### Aim of the exercise
Exactly repeat the full listing that follows.
+++ The records
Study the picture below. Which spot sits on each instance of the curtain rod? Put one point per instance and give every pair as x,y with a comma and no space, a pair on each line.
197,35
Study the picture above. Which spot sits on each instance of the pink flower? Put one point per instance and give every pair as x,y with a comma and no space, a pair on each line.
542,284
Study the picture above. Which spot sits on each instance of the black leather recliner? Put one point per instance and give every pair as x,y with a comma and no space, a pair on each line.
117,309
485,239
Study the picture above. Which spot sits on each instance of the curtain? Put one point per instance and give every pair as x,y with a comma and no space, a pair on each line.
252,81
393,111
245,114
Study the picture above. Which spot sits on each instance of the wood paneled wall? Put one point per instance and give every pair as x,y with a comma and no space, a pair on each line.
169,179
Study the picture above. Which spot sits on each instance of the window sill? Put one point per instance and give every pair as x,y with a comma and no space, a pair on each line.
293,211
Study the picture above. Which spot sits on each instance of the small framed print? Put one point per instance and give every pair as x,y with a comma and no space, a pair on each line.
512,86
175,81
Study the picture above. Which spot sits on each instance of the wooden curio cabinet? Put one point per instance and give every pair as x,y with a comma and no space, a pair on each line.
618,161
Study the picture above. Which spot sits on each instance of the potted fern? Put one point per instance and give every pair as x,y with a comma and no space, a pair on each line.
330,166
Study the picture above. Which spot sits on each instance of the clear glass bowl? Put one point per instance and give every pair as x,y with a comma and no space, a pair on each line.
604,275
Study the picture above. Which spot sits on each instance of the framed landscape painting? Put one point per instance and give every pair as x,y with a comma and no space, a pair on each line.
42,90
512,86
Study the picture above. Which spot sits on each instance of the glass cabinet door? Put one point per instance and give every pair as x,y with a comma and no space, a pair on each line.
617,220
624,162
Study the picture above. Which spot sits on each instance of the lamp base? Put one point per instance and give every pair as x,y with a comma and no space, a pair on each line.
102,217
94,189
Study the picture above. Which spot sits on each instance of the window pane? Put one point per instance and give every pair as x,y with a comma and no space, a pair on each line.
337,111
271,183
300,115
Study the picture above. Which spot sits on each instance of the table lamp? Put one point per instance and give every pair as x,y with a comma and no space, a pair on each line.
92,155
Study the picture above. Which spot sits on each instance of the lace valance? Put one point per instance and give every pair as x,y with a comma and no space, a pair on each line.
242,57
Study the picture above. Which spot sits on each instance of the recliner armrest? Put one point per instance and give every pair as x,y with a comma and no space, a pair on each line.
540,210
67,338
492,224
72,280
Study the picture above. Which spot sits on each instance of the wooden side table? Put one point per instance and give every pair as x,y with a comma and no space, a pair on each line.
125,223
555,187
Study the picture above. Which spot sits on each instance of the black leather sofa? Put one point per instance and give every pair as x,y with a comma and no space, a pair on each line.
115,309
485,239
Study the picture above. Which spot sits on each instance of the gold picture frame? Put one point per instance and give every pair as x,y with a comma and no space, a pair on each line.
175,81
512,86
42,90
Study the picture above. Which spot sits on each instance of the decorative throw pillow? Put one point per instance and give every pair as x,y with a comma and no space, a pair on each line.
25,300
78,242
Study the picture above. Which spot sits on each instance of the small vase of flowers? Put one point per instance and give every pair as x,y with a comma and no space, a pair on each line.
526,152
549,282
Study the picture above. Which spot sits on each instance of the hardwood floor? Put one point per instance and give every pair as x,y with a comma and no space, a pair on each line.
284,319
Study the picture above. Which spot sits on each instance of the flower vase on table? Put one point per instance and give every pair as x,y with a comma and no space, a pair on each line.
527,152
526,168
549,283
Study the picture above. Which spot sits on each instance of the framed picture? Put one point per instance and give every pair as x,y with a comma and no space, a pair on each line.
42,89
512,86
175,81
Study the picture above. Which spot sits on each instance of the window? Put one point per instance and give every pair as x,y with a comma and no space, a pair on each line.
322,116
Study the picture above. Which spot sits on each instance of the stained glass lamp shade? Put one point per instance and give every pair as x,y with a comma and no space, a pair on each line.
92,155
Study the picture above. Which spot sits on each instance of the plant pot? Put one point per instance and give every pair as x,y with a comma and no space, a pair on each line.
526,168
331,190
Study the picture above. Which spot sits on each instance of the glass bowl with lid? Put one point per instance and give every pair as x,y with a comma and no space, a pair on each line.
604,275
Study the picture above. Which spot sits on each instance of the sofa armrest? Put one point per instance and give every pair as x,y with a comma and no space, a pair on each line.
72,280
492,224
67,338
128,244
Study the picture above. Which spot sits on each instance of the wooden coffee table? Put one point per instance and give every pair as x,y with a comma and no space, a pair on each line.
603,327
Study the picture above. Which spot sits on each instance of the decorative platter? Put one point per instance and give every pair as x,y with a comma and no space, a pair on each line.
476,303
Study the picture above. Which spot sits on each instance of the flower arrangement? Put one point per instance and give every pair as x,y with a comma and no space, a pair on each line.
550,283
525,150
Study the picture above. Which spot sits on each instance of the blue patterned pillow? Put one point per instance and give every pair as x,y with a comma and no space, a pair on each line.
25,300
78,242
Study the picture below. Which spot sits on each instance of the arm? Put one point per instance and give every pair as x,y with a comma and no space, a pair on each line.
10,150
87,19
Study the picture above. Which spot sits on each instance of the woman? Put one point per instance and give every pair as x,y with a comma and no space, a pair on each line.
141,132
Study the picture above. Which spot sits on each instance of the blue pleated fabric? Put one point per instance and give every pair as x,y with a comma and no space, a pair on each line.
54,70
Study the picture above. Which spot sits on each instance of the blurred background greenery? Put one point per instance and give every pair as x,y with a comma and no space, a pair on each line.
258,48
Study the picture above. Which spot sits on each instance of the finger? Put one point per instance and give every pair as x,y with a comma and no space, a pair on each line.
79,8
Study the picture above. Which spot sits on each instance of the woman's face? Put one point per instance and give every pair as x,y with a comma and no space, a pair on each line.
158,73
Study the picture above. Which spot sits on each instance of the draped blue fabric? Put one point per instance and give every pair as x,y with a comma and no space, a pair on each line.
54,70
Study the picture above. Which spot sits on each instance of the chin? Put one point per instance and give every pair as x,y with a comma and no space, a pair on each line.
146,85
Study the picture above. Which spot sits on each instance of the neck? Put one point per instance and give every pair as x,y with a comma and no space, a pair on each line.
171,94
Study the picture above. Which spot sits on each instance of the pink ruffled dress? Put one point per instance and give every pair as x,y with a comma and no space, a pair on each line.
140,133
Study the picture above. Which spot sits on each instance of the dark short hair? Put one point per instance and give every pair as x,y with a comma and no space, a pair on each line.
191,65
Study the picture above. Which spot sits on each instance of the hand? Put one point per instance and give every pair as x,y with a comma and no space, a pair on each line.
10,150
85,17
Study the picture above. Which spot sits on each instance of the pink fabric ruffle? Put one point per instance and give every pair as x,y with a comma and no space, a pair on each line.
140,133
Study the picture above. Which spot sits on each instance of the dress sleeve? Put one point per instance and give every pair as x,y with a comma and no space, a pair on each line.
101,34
++++++
### The result
Study the picture below. Which spot sits on each instance of the curtain rod? Put one point per instance and give every pair as x,y with a comma and no space, a pair on each line.
197,35
Study the picture above. Which spot sits on each instance of the pink flower? Put one point per instance and give every pair as x,y with a comma and no space, a pair on each line.
542,284
Study the picture above. Which spot sits on each instance of the black leather recliner? Put one point per instance and give every pair as x,y with a comma and no space, a pair on each line.
117,309
485,239
Study the picture above. Which spot sits on each instance of the curtain? Put one point per instance and give every pair as x,y with a comma and no space, a pair on each line.
252,81
393,111
245,114
Study the picture above. Which spot sits on each instance of the wood paneled wall? Put one point per instance and give every pair as x,y with a comma and no space, a pair on each line.
169,179
Study the picture above. Which spot sits on each instance of the window sill? Put one point per instance and give every pair as x,y with a comma and no space, a pair on each line.
293,211
Study the picture above. Which spot sits on each instance of the small framed print? Put one point per instance and give every pair as x,y with a comma and no space, a pair on each line.
512,86
175,81
Study the picture above. Which spot sits on each instance of the wooden curio cabinet? Put one point per instance and give every pair as x,y with a comma and no space, a pair on each line.
618,161
Study the picture above. Which spot sits on each instance of the potted fern? Put one point per instance and give every pair as x,y with a comma and no space, a pair on each line.
330,166
Study the picture above. Which spot sits on each instance of the clear glass bowl? Put one point per instance and give every pair as x,y with a comma and no space, a pair on each line.
604,275
Study the picture above. Which spot sits on each instance of the framed landscape painting? Put one point per instance and give every pair as x,y with a comma and no space, a pair on each line.
42,90
512,86
Study the picture above. Which spot sits on each instance of the glass cabinet door? Put one point per instance and give every pair as x,y with a comma and no space, a pair on each line.
617,220
624,162
Study the picture above. Which spot sits on each instance of the lamp base? Put one point per instance and give every pair as x,y with a comma and no space, a pair on each line.
102,217
94,189
Study the picture above. Which spot sits on each instance of the window pane? Put one point per instance and give every pair as x,y with a comma and no space, a pair on each line.
337,111
271,183
300,115
Study the picture above. Which spot sits on each instance of the table lamp? Put one point per instance and give every pair as x,y with a comma and no space, a pair on each line.
92,155
Study the picture above. Which spot sits on each instance of the lace valance? Put one point per instance and give every pair as x,y with a comma and no space, a pair on each line.
242,57
Study the picture above. Which spot sits on each instance of the recliner armrest? Put one point per instance and give every pair as x,y with a comma and no space, a pair on each line.
540,210
67,338
492,224
72,280
Study the picture above. Which spot sits on each instance of the wooden side table? Put one point per instance and give every pair as x,y with a comma and no space, a pair on each line.
125,223
555,187
Study the picture above. Which spot sits on each instance of the black leather sofa? Put one point per instance and give every pair as x,y with a comma and no space, a pair on each line.
115,309
485,239
Study the picture above. Which spot sits on each instance of the gold picture frame? Put one point per instance and give every pair as x,y with a comma and no space, a pair on each line.
175,81
512,86
42,90
Study the picture above. Which spot sits on each instance of the decorative throw pillow? Put one point per instance and give every pair as x,y with a comma and no space, a pair on each line.
25,300
78,242
Study the picture above. Which spot sits on each instance of the small vase of flowers? Put one point per instance and give every pair as x,y with a comma and no space, a pair on each line.
526,152
549,282
Study the picture above. Which spot sits on each instance of the hardwood floor? Put one point per instance and give every pair as x,y with a comma and no space, a pair on each line.
284,319
Study the picture above. Which spot sits on each instance of the flower vase on table? Put one point per instance and give every pair as x,y with a comma and no space, a pair on each line.
527,152
526,168
549,283
Study the picture above. Which spot sits on each instance of the framed picture? Put one point per instance and give every pair as x,y with a comma and no space, a pair on each line.
42,89
512,86
175,81
Study the picture above. Which spot sits on each instance of the window? Put one point per instance and give every pair as x,y with a comma and no space, a pair on each line.
322,116
Study the picture above. Which spot sits on each instance of the stained glass lamp shade? Put one point per instance and give every pair as x,y with a comma and no space, a pair on each line.
92,155
Study the picture above. Which spot sits on each instance of the plant pot? Put one point per instance and give every pair as x,y with a comma and no space, a pair on each line.
526,168
331,190
Study the picture above. Which spot sits on each instance of the glass bowl with lid? Put one point per instance and give every pair as x,y with a comma and no space, a pair on each line.
604,275
Study the picture above. Which spot sits on each instance of the sofa armrest? Put one point per instance and give every pair as x,y with a comma and no space, a pair on each line.
72,280
492,224
67,338
128,244
Study the picture above. Which spot sits on each instance of the wooden coffee table? Put one point per instance and give every pair as x,y with a comma and no space, a pair on each line.
603,327
Study the picture above. Which spot sits on each instance of the decorative platter? Put one point per instance and give every pair as x,y with a comma and no space, a pair on each line.
476,303
Study the picture above. Which spot sits on each instance of the flower arrangement? Put one point per instance and give every pair as x,y with a comma and no space, a pair on each line.
550,283
525,150
Study the picture above. Which spot sits on each instance of the blue patterned pillow? Put one point per instance and give every pair as x,y with a comma and no space, a pair on each line.
25,300
78,242
Study the picture below. Which spot sits on each instance of the arm? Put one point per instance and give every pair as x,y with a comma and no space, a pair on each line.
10,150
87,19
Study the picture above. Which spot sits on each instance of the woman? Put one point per instance and give every pair as x,y with a comma and no space, a pair on each line.
141,132
Study the picture above. Which spot sits on each instance of the blue pleated fabric? Put one point per instance and give every pair as x,y with a comma and no space, a pair on each line.
54,70
Study the picture above. Which spot sits on each instance of the blurred background greenery? Put one point per instance and give every pair as x,y with a comma and no space, a pair on each line.
258,48
Study the picture above. Which spot sits on each instance of the finger? Put one point per instance and give every pair as x,y with a comma and no space, a pair on each line.
79,8
Study the picture above. Which spot sits on each instance of the woman's face? Put one point per instance and give every pair as x,y with a comma and no space, a pair on each line.
158,73
Study the picture above. Which spot sits on each instance of the draped blue fabric? Put one point per instance and give every pair as x,y with a comma and no space, a pair on each line.
54,70
Study the picture above. Which spot sits on each instance of the chin? Put one point per instance and give every pair as x,y with a comma and no space, a pair on each line.
146,85
Study the picture above. Which spot sits on each instance of the neck? Put one point per instance and give every pair as x,y with a comma and no space, a pair on each line.
171,94
Study the picture above. Which spot sits on each instance of the pink ruffled dress? Put one point per instance and give every pair as x,y with a comma and no space, a pair on each line.
140,133
Study the picture above. Which spot sits on each instance of the dark short hair? Put one point per instance and give every pair as x,y with a comma and no space, a pair on each line.
191,65
Study the picture above. Which spot sits on each instance of the hand? Put one point per instance and give every pair as x,y with a comma and no space, a pair on each line.
10,150
85,17
Study the picture above. Which spot sits on each instance of the pink fabric ruffle? Put one point per instance and give every pair as x,y with a comma and no space, a pair on each line.
140,133
Study the picture above. Which spot sits on each instance of the dress sleeve? Put one point per instance and give every pair as x,y with a comma and no space, a pair on each line.
101,34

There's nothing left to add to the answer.